● **Required action**:
Can you repeat the items below with "coarse mask" substituted for every "rough mask" and nothing else changed?

● **Supplied information**:
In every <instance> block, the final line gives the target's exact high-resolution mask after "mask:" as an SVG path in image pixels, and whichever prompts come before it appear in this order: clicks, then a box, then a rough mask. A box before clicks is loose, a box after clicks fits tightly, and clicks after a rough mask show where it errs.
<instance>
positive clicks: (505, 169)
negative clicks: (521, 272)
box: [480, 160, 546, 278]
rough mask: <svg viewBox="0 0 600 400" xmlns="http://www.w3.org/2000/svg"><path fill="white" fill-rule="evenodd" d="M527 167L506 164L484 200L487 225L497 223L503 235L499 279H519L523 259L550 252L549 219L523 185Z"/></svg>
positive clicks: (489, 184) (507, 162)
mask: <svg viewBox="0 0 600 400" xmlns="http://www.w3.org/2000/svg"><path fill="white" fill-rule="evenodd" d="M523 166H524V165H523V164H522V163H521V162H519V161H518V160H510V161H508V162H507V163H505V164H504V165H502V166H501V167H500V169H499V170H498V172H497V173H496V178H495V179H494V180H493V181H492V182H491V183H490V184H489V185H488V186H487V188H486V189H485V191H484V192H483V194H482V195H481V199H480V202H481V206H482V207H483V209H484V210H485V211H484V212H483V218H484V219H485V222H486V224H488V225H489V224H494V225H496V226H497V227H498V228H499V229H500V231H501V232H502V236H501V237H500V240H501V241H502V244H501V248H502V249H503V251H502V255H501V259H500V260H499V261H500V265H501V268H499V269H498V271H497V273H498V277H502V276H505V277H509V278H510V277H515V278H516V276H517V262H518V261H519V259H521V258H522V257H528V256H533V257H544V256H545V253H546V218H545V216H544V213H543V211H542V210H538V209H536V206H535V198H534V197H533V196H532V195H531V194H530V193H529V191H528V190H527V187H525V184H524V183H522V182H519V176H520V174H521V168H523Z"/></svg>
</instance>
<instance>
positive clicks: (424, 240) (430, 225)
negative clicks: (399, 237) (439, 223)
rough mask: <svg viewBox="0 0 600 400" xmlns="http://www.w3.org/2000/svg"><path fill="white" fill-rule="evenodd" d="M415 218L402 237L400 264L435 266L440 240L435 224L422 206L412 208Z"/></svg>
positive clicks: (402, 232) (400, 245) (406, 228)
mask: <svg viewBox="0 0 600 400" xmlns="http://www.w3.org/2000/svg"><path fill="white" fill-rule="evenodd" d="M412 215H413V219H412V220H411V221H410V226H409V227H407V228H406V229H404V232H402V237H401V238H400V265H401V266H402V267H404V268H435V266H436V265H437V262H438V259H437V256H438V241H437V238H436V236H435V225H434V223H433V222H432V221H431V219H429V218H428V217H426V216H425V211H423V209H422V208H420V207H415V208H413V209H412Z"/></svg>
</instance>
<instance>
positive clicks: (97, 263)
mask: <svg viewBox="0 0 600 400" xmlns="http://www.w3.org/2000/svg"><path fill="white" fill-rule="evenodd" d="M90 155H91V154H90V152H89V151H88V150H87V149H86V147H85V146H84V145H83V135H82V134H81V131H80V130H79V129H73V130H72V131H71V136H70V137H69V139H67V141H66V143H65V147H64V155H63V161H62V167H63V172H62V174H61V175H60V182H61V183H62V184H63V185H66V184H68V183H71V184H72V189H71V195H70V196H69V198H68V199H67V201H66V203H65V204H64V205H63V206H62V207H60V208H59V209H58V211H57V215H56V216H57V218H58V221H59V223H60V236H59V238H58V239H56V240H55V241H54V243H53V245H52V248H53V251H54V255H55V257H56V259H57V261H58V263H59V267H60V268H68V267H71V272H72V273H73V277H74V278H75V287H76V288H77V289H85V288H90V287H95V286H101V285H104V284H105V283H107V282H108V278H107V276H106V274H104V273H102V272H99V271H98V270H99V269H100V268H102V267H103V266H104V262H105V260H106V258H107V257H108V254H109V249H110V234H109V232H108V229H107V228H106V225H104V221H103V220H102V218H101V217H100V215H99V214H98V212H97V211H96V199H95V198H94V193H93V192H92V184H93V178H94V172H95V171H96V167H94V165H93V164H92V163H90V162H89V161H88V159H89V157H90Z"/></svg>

● **Task response**:
In every <instance> block, the final line gives the target's exact high-resolution mask after "mask:" as an SVG path in image pixels, and whichever prompts come before it appear in this order: clicks, then a box, then a coarse mask. A box before clicks is loose, a box after clicks fits tightly, and clicks after a coarse mask show where it errs.
<instance>
positive clicks: (505, 169)
negative clicks: (521, 272)
box: [480, 160, 546, 278]
coarse mask: <svg viewBox="0 0 600 400" xmlns="http://www.w3.org/2000/svg"><path fill="white" fill-rule="evenodd" d="M527 167L506 164L484 200L487 225L497 223L503 235L499 279H519L523 259L550 252L549 219L523 185Z"/></svg>
positive clicks: (489, 184) (507, 162)
mask: <svg viewBox="0 0 600 400" xmlns="http://www.w3.org/2000/svg"><path fill="white" fill-rule="evenodd" d="M523 166H524V165H523V164H522V163H521V162H519V161H518V160H510V161H508V162H507V163H505V164H504V165H502V166H501V167H500V169H499V170H498V172H497V173H496V178H495V179H494V180H493V181H492V182H491V183H490V184H489V185H488V186H487V188H486V189H485V191H484V192H483V194H482V195H481V199H480V202H481V206H482V207H483V209H484V210H485V211H484V212H483V218H484V219H485V222H486V224H488V225H489V224H494V225H496V226H497V227H498V228H499V229H500V231H501V232H502V236H501V237H500V240H501V241H502V244H501V248H502V249H503V251H502V255H501V259H500V260H499V261H500V265H501V268H499V269H498V271H497V273H498V277H502V276H505V277H509V278H510V277H515V278H516V276H517V262H518V261H519V259H521V258H522V257H528V256H533V257H544V256H545V253H546V218H545V216H544V213H543V211H542V210H538V209H536V206H535V198H534V197H533V196H532V195H531V194H530V193H529V191H528V190H527V187H525V184H524V183H522V182H519V176H520V174H521V168H523Z"/></svg>
</instance>
<instance>
positive clicks: (424, 240) (430, 225)
negative clicks: (399, 237) (439, 223)
coarse mask: <svg viewBox="0 0 600 400" xmlns="http://www.w3.org/2000/svg"><path fill="white" fill-rule="evenodd" d="M415 218L402 237L400 264L435 266L440 240L435 224L422 206L412 208Z"/></svg>
positive clicks: (402, 232) (400, 245) (406, 228)
mask: <svg viewBox="0 0 600 400" xmlns="http://www.w3.org/2000/svg"><path fill="white" fill-rule="evenodd" d="M412 215H413V219H412V220H411V221H410V226H409V227H407V228H406V229H404V232H402V237H401V238H400V265H401V266H402V267H404V268H435V266H436V265H437V262H438V259H437V256H438V241H437V238H436V236H435V225H434V223H433V222H432V221H431V219H429V218H428V217H426V216H425V211H423V209H422V208H420V207H415V208H413V209H412Z"/></svg>
</instance>
<instance>
positive clicks: (97, 263)
mask: <svg viewBox="0 0 600 400" xmlns="http://www.w3.org/2000/svg"><path fill="white" fill-rule="evenodd" d="M90 155H91V154H90V152H89V151H88V150H87V149H86V147H85V146H84V145H83V135H82V134H81V131H80V130H79V129H73V130H72V131H71V136H70V137H69V139H67V141H66V143H65V147H64V155H63V161H62V167H63V172H62V174H61V175H60V182H61V183H62V184H63V185H66V184H68V183H71V184H72V189H71V195H70V196H69V198H68V199H67V201H66V203H65V204H64V205H63V206H62V207H60V208H59V209H58V211H57V215H56V216H57V218H58V221H59V223H60V236H59V238H58V239H56V240H55V241H54V243H53V245H52V248H53V251H54V255H55V257H56V259H57V261H58V263H59V267H60V268H68V267H71V272H72V273H73V277H74V278H75V287H76V288H77V289H85V288H90V287H95V286H101V285H104V284H105V283H107V282H108V278H107V276H106V274H104V273H102V272H99V271H98V270H99V269H100V268H102V267H103V266H104V262H105V260H106V258H107V257H108V254H109V249H110V234H109V232H108V229H107V228H106V225H104V221H103V220H102V218H101V217H100V215H99V214H98V212H97V211H96V199H95V198H94V193H93V192H92V184H93V178H94V172H95V171H96V167H94V165H93V164H92V163H90V162H89V161H88V159H89V157H90Z"/></svg>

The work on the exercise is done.